**Input for this task:**
====

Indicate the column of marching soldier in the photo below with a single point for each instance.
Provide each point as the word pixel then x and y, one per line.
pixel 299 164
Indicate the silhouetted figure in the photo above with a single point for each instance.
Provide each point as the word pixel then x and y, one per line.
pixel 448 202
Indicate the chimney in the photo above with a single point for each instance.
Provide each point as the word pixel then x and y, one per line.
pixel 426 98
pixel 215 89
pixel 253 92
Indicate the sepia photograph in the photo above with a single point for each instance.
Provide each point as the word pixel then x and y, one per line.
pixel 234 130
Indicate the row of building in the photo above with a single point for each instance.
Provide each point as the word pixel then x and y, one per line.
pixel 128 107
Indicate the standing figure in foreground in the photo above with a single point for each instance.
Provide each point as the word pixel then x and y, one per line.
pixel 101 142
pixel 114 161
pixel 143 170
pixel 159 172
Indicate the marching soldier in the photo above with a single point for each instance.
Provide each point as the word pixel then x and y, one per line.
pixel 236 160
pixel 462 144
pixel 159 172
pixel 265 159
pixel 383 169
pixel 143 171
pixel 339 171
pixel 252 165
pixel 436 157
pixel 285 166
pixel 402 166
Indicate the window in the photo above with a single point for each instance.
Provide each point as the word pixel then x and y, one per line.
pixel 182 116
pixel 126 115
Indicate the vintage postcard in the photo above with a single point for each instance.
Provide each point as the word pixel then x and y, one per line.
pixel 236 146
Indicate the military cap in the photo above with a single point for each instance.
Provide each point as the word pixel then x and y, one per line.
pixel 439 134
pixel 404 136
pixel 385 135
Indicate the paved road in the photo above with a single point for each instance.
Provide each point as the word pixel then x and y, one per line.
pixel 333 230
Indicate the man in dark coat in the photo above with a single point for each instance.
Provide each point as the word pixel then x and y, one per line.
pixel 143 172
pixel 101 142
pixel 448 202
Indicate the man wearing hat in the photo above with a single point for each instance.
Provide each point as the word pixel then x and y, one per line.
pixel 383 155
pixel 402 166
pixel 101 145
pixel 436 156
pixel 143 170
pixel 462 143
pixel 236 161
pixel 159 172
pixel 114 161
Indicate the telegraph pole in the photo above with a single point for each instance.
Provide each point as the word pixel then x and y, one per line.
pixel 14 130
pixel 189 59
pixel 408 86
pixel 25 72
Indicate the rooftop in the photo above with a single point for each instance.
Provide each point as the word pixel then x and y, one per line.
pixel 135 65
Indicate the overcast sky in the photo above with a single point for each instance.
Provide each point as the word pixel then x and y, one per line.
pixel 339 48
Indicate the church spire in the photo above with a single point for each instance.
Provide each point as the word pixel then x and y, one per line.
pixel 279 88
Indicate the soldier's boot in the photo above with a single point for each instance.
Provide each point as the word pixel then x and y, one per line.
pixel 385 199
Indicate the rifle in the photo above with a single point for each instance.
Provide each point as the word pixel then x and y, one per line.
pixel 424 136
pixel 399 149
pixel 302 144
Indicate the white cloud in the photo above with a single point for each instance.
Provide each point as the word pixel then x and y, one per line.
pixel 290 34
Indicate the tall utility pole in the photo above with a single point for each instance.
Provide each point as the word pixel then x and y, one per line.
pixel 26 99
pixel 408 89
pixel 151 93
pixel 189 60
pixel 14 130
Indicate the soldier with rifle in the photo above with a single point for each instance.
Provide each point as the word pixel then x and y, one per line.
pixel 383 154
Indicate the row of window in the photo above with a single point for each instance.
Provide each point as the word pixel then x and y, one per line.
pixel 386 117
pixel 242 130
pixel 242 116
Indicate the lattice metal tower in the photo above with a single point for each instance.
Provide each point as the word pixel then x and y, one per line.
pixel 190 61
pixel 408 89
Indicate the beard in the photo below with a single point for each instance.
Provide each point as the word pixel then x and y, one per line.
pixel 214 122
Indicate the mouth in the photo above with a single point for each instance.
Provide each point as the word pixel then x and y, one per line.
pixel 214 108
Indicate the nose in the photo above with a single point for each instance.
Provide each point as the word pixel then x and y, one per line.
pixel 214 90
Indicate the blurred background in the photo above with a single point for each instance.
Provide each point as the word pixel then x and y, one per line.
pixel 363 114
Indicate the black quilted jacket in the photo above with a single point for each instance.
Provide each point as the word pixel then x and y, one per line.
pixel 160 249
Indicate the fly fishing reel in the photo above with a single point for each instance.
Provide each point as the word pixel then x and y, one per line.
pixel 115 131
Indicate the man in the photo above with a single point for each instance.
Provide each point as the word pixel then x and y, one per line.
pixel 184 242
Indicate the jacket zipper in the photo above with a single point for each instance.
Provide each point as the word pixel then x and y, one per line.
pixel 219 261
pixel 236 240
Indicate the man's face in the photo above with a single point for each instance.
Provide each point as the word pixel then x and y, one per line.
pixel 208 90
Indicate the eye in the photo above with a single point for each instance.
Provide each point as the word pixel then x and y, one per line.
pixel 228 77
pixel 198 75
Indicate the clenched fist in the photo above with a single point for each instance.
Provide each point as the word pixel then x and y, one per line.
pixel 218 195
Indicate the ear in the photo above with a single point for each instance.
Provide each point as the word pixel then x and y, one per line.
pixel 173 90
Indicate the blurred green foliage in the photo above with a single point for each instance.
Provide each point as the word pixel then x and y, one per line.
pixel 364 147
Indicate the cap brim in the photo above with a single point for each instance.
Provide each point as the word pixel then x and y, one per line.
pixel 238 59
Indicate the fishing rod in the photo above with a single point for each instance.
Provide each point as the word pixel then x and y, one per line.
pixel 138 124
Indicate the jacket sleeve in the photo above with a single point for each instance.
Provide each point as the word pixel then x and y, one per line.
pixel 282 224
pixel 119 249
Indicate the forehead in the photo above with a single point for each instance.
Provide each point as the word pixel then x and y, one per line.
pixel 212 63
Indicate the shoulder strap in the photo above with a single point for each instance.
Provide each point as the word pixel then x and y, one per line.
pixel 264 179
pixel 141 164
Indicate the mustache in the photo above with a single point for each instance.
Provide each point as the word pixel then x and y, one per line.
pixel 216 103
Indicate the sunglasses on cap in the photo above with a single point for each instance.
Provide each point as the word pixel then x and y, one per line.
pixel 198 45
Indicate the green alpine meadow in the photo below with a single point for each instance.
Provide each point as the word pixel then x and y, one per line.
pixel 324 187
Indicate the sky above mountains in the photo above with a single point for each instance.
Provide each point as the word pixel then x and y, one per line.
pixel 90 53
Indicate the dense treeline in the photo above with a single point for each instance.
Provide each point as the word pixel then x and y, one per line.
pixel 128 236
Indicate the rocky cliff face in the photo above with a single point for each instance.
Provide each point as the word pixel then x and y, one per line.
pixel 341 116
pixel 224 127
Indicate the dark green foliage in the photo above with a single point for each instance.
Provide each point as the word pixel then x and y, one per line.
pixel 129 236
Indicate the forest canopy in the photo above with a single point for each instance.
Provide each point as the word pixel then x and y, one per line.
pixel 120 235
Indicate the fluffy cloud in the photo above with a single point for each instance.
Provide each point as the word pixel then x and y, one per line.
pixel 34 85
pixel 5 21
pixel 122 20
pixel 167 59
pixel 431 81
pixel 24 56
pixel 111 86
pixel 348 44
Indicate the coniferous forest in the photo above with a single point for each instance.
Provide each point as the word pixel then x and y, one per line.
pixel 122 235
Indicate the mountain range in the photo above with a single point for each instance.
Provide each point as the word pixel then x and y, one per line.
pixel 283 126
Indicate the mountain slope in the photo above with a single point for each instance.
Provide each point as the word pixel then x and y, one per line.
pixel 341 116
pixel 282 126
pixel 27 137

====

**Short problem:** Can you lay out every line of the records above as a JSON list of strings, one string per line, with blank lines omitted?

**Result of the exercise:**
[
  "Indicate the column of marching soldier in the photo below with a single point for each instance.",
  "Provide each point as the word pixel then x and y, one per line.",
  "pixel 299 164",
  "Indicate the silhouetted figure in the photo above with a single point for each instance.",
  "Provide each point as the word pixel then x and y, one per line.",
  "pixel 448 202",
  "Indicate the chimney in the photo above with a single point for each instance.",
  "Provide each point as the word pixel then x and y, one per line.",
  "pixel 426 98",
  "pixel 215 89",
  "pixel 253 92",
  "Indicate the sepia photograph in the photo above with a single point for each instance.",
  "Provide each point as the word pixel then x and y, one per line.",
  "pixel 234 130",
  "Indicate the row of building in the photo above with a single point for each instance.",
  "Provide each point as the word pixel then x and y, one per line.",
  "pixel 128 107",
  "Indicate the standing figure in foreground in the photo above with a single point for each instance.",
  "Provide each point as the word pixel then x and y, one per line.",
  "pixel 101 142",
  "pixel 114 161",
  "pixel 143 170",
  "pixel 159 172",
  "Indicate the marching soldier in the photo above with a single point for each instance.",
  "Provide each point as the word pixel then x and y, one per line.",
  "pixel 236 160",
  "pixel 462 144",
  "pixel 159 172",
  "pixel 265 159",
  "pixel 383 169",
  "pixel 143 171",
  "pixel 339 171",
  "pixel 252 165",
  "pixel 436 157",
  "pixel 285 166",
  "pixel 402 166",
  "Indicate the window in the photo above with a single point for each instance.",
  "Provide each point as the word pixel then x and y, one per line.",
  "pixel 182 116",
  "pixel 126 115",
  "Indicate the vintage postcard in the photo above with a single point for each instance.",
  "Provide each point as the word pixel then x and y, one per line.",
  "pixel 236 146",
  "Indicate the military cap in the photo above with a single point for each instance.",
  "Provide each point as the word pixel then x and y, one per line.",
  "pixel 439 134",
  "pixel 404 136",
  "pixel 385 135",
  "Indicate the paved road in the photo above with a single point for each instance.",
  "Provide each point as the word pixel then x and y, one per line.",
  "pixel 333 230",
  "Indicate the man in dark coat in the photo above with a single point for each instance.",
  "Provide each point as the word pixel then x and y, one per line.",
  "pixel 143 172",
  "pixel 101 142",
  "pixel 448 202",
  "Indicate the man wearing hat in the photo above with a single point for each instance.",
  "Provide each point as the word pixel then x and y, one per line.",
  "pixel 383 155",
  "pixel 402 166",
  "pixel 101 145",
  "pixel 436 156",
  "pixel 143 170",
  "pixel 462 143",
  "pixel 236 161",
  "pixel 159 172",
  "pixel 114 161",
  "Indicate the telegraph pole in the photo above with a single point for each instance.",
  "Provide each point as the word pixel then x and y, one per line.",
  "pixel 14 130",
  "pixel 189 59",
  "pixel 408 86",
  "pixel 25 72",
  "Indicate the rooftop in the photo above with a single point for each instance.",
  "Provide each point as the word pixel then x and y, one per line.",
  "pixel 135 65",
  "Indicate the overcast sky in the photo above with a single point for each instance.",
  "Provide each point as the word pixel then x and y, one per line.",
  "pixel 339 48",
  "Indicate the church spire in the photo above with a single point for each instance.",
  "Provide each point as the word pixel then x and y, one per line.",
  "pixel 279 88",
  "Indicate the soldier's boot in the photo above with a single point for each instance.",
  "Provide each point as the word pixel then x and y, one per line.",
  "pixel 385 199",
  "Indicate the rifle in the photo above with a single point for each instance.",
  "Provide each point as the word pixel then x and y, one per line.",
  "pixel 424 136",
  "pixel 399 149",
  "pixel 302 144",
  "Indicate the white cloud in the photo above with a single point for each instance.",
  "Provide each point as the word pixel then x and y, one per line.",
  "pixel 290 34",
  "Indicate the tall utility pole in the photo above with a single point for each instance.",
  "Provide each point as the word pixel then x and y, one per line.",
  "pixel 26 99",
  "pixel 408 89",
  "pixel 151 93",
  "pixel 189 60",
  "pixel 14 130",
  "Indicate the soldier with rifle in the photo above with a single point for each instance.",
  "Provide each point as the word pixel then x and y, one per line.",
  "pixel 383 154",
  "Indicate the row of window in the photo above with a single point for each instance.",
  "Provide each point as the word pixel then x and y, one per line.",
  "pixel 386 117",
  "pixel 242 130",
  "pixel 242 116",
  "Indicate the lattice metal tower in the photo above with a single point for each instance.",
  "Provide each point as the word pixel then x and y, one per line.",
  "pixel 190 61",
  "pixel 408 89",
  "Indicate the beard in the photo below with a single point for each instance.",
  "Provide each point as the word pixel then x and y, one per line.",
  "pixel 214 122",
  "Indicate the mouth in the photo above with a single point for each instance.",
  "Provide each point as the word pixel then x and y, one per line.",
  "pixel 214 108",
  "Indicate the nose in the photo above with a single point for each instance.",
  "Provide each point as the word pixel then x and y, one per line.",
  "pixel 214 90",
  "Indicate the blurred background in the photo above with a single point for each instance.",
  "Provide each point as the word pixel then x and y, one per line.",
  "pixel 363 114",
  "Indicate the black quilted jacket in the photo above with a single point for each instance.",
  "Provide each point as the word pixel then x and y, one per line.",
  "pixel 160 249",
  "Indicate the fly fishing reel in the photo above with a single point for each instance.",
  "Provide each point as the word pixel then x and y, one per line.",
  "pixel 115 131",
  "Indicate the man in the photo above with a single point for each instance.",
  "Provide each point as the word pixel then x and y, one per line.",
  "pixel 184 242",
  "Indicate the jacket zipper in the photo above with a single point for each instance.",
  "Provide each point as the word pixel then x and y, one per line.",
  "pixel 219 261",
  "pixel 236 240",
  "Indicate the man's face in the photo above with a single point for each instance.",
  "Provide each point as the word pixel then x and y, one per line.",
  "pixel 208 90",
  "Indicate the eye in the photo above with a single point for each instance.",
  "Provide each point as the word pixel then x and y, one per line.",
  "pixel 228 77",
  "pixel 198 75",
  "Indicate the clenched fist in the photo above with a single point for each instance.",
  "Provide each point as the word pixel then x and y, one per line.",
  "pixel 218 195",
  "Indicate the ear in the photo above with a single point for each instance.",
  "Provide each point as the word pixel then x and y, one per line.",
  "pixel 173 90",
  "Indicate the blurred green foliage in the photo above with a single point for each instance.",
  "Provide each point as the word pixel then x and y, one per line.",
  "pixel 364 147",
  "Indicate the cap brim in the photo above with a single point for each instance.",
  "Provide each point as the word pixel then x and y, one per line.",
  "pixel 238 59",
  "Indicate the fishing rod in the photo above with a single point for each instance.",
  "Provide each point as the word pixel then x and y, one per line.",
  "pixel 138 124",
  "Indicate the jacket sleeve in the photo above with a single point for each instance.",
  "Provide each point as the word pixel then x and y, one per line.",
  "pixel 282 224",
  "pixel 119 249",
  "Indicate the forehead in the photo above with a single point for each instance.",
  "Provide each point as the word pixel then x and y, one per line.",
  "pixel 212 63",
  "Indicate the shoulder strap in the photo above with a single point for each instance.",
  "Provide each point as the word pixel then x and y, one per line.",
  "pixel 264 179",
  "pixel 141 164",
  "Indicate the mustache in the photo above with a single point for each instance.",
  "Provide each point as the word pixel then x and y, one per line.",
  "pixel 216 103",
  "Indicate the sunglasses on cap in the photo above with a single point for each instance.",
  "Provide each point as the word pixel then x and y, one per line.",
  "pixel 198 45",
  "Indicate the green alpine meadow in the photo below with a single point for each instance.",
  "Provide each point as the word pixel then x and y, one per line.",
  "pixel 324 187",
  "Indicate the sky above mountains in the photo above with a single point for each instance.",
  "Provide each point as the word pixel then x and y, one per line.",
  "pixel 90 53",
  "Indicate the dense treeline in the photo above with a single point for each instance.",
  "Provide each point as the word pixel then x and y, one per line.",
  "pixel 128 236",
  "Indicate the rocky cliff face in the photo above with a single point for each instance.",
  "Provide each point as the word pixel then x and y, one per line.",
  "pixel 341 116",
  "pixel 224 127",
  "Indicate the dark green foliage in the photo above with a single point for each instance.",
  "Provide each point as the word pixel then x and y, one per line.",
  "pixel 129 236",
  "Indicate the forest canopy in the photo above with a single point for each instance.",
  "Provide each point as the word pixel then x and y, one per line.",
  "pixel 120 235",
  "Indicate the fluffy cloud in the photo above with a single point for each instance.",
  "Provide each point as the word pixel then x and y, one per line.",
  "pixel 34 85",
  "pixel 5 21",
  "pixel 122 20",
  "pixel 167 59",
  "pixel 431 81",
  "pixel 24 56",
  "pixel 111 86",
  "pixel 348 44",
  "Indicate the coniferous forest in the photo above with a single point for each instance.",
  "Provide each point as the word pixel then x and y, one per line.",
  "pixel 122 235",
  "Indicate the mountain range in the photo above with a single point for each instance.",
  "Provide each point as the word pixel then x and y, one per line.",
  "pixel 283 126",
  "Indicate the mountain slope in the photo above with a single point for each instance.",
  "Provide each point as the word pixel then x and y, one per line.",
  "pixel 341 116",
  "pixel 282 126",
  "pixel 27 137"
]